Problem description: Please rewrite the data below, switching every "single dot" to "single mark" and keeping everything else the same. Leave the pictures out of your answer.

-- begin --

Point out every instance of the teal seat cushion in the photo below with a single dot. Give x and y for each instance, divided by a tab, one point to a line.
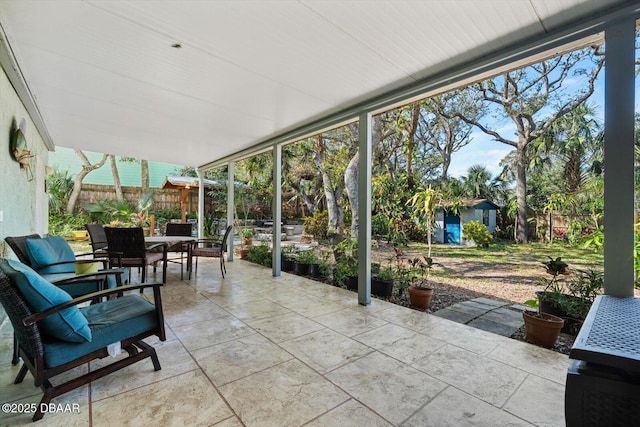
110	321
50	250
40	295
83	288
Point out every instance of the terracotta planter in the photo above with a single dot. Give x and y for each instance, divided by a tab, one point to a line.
301	269
288	265
542	328
420	297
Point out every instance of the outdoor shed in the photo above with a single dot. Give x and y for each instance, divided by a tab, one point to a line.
448	224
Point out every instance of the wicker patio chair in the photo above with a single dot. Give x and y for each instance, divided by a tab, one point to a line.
127	248
210	248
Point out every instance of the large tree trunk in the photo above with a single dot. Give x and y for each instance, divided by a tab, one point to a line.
351	186
144	176
335	212
77	182
521	193
116	178
411	143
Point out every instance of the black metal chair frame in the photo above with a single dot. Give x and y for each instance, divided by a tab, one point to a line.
217	248
179	229
31	348
19	246
126	248
98	239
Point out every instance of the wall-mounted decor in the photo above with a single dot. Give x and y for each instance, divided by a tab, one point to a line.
18	145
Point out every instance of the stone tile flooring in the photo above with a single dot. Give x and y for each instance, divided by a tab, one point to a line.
255	350
489	315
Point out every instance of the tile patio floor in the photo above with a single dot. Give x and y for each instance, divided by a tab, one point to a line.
255	350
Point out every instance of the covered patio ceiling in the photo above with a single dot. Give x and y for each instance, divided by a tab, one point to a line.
195	82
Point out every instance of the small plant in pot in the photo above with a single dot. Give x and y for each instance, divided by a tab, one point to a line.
288	255
320	269
382	281
303	263
543	328
569	299
247	236
416	276
345	272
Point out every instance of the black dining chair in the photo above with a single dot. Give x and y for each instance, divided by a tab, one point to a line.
127	248
98	239
210	248
179	229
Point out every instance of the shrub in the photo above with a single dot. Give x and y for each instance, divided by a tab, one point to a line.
317	225
63	224
379	225
476	231
260	254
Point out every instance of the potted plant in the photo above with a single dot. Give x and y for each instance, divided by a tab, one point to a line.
568	299
417	279
345	272
247	236
288	256
320	270
303	262
543	328
382	281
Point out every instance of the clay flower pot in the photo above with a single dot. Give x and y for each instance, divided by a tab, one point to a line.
420	297
542	328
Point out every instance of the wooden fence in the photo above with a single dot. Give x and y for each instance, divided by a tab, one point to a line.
164	199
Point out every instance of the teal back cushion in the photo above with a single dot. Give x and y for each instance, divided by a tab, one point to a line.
50	250
69	324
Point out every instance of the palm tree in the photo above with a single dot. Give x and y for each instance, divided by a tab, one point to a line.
425	202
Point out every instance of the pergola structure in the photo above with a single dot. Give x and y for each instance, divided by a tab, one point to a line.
209	83
185	184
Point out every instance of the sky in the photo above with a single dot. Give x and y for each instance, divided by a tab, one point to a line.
485	151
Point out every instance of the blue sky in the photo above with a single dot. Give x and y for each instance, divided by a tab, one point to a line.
485	151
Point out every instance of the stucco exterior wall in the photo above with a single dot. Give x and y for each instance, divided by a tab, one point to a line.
23	202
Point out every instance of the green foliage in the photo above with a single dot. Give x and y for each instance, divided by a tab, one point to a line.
414	272
108	211
307	257
595	240
63	224
346	266
289	252
59	187
476	231
575	296
260	254
379	225
210	225
317	225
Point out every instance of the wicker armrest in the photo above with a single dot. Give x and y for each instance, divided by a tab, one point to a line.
30	320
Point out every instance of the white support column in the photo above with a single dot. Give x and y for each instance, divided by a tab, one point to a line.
200	203
364	209
619	158
276	209
231	179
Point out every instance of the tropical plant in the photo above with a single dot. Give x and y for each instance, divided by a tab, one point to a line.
476	231
59	187
307	257
425	202
260	254
317	225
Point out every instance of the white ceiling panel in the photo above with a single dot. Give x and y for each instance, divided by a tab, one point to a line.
105	77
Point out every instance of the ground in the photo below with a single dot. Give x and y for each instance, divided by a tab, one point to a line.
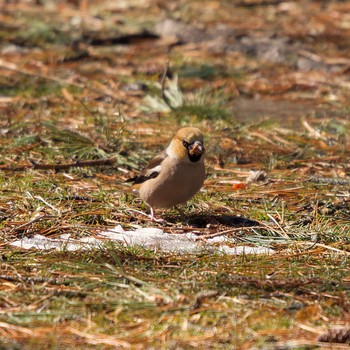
86	99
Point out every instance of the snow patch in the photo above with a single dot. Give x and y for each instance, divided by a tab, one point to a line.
149	237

-- end --

Answer to this exercise:
Point out every instance of the teal seat cushion in the photo below with a single mark. Give x and y for each instance, divided by a tab, one point to a line.
110	321
50	250
40	295
83	288
Point out every instance of the terracotta planter in the photo above with a single mark. Give x and y for each instance, divided by a tab, one point to a line.
301	269
288	265
542	328
420	297
Point out every instance of the outdoor shed in the photo above with a single mark. Give x and y for each instance, divided by a tab, one point to a line.
448	224
Point out every instance of the wicker patio chair in the photo above with a single mark. Give x and y for each instance, divided by a tab, one point to a line.
127	248
210	248
Point out every instance of the large tree trunk in the photo above with a single mark. Give x and y for each instance, divided by a tab, one point to a line.
351	186
144	176
335	212
77	182
521	193
116	178
411	143
Point out every instance of the black metal chair frame in the photo above with a single mark. Give x and y for each instance, divided by a tab, one point to a line.
217	248
179	229
31	348
19	246
126	248
98	239
Point out every instance of the wall-mounted decor in the photo above with a single mark. Give x and y for each instance, divided by a tab, one point to a line.
18	145
Point out every instance of the stone tile flooring in the photo above with a single mark. Give x and y for each instance, divided by a tab, one point to a line.
255	350
489	315
Point out every instance of the tile patio floor in the photo above with a single mark. Give x and y for each instance, divided by a tab, one point to a line.
255	350
Point out every instance of the covered patio ceiling in the photo above with a single mark. Give x and y for each instance, divided by a tab, one point to a line.
195	82
Point out every instance of the small plant in pot in the photo above with a single mark. Give x and y for each instance, divided by a tab, one point to a line.
288	255
320	269
382	281
303	263
543	328
569	299
247	236
416	276
345	272
Point out every instance of the black dining chair in the photo above with a single mark. Give x and y for each instance, divided by a tab, one point to a line.
127	248
98	239
210	248
179	229
Point out every instance of the shrub in the photo above with a single mark. Give x and y for each instance, divided by a tab, one point to a line.
317	225
63	224
379	225
476	231
260	254
Point out every instance of the potted plant in the photo above with a single mark. Give x and y for each instance, divided by a tab, one point to a line.
568	299
417	279
345	272
247	236
288	256
320	270
303	262
543	328
382	281
Point out every instance of the clay flower pot in the photo above with a single mark. Give x and y for each instance, divided by a tab, one point to a line.
420	297
542	328
Point out every instance of the wooden fence in the photo above with a single mark. Give x and y for each instance, divided by a tab, one point to a line.
164	199
Point out every instance of the teal back cushion in the photo above with a single mark. Give x and y for each instance, divided by a tab, one point to a line.
50	250
69	324
Point out every instance of the palm tree in the photo above with a single mark. Give x and y for each instance, divided by a tab, one point to a line.
425	202
Point out every instance of the pergola structure in the photo above with a single mark. Give x and y for each instance, divided by a tab, one point to a line.
209	83
185	184
Point out every instance of the sky in the photo above with a single mark. Give x and y for each instance, divided by a tab, one point to a line.
485	151
Point out every instance of the blue sky in the photo above with a single mark. Give x and y for each instance, divided by a tab, one point to a line.
485	151
Point out every instance of the stucco exterior wall in the photo above with a single mark. Give x and y for each instance, divided by a tab, one point to a line.
23	202
Point out every instance of the green foliage in the photo above with a single mark. Give x and y for each instance, divided by a tab, one point to a line.
414	272
108	211
307	257
595	240
63	224
346	266
289	252
59	187
476	231
575	296
260	254
379	225
210	225
317	225
Point out every instance of the wicker armrest in the photo above with a single mark. Give x and y for each instance, divided by a tab, one point to a line.
30	320
Point out every instance of the white support column in the photo above with a single mark. Give x and y for each instance, divided by a tab, one point to a line.
200	203
364	209
619	158
276	209
231	179
Point out every instance of the tropical plant in the photo above with a single mark. Give x and y for each instance, divided by a tab, one point to a line.
476	231
59	187
307	257
425	202
260	254
317	225
Point out every instance of the white ceiling panel in the photo above with a single mark. Give x and y for each instance, divided by a tab, one point to a line.
105	77
Point out every instance of the ground in the photo below with a single mark. Give x and y for each instance, divided by a tab, one point to a line.
86	99
Point out every instance of the snow patch in the photo above with a single mark. Give x and y for each instance, divided by a tab, one point to a line.
149	237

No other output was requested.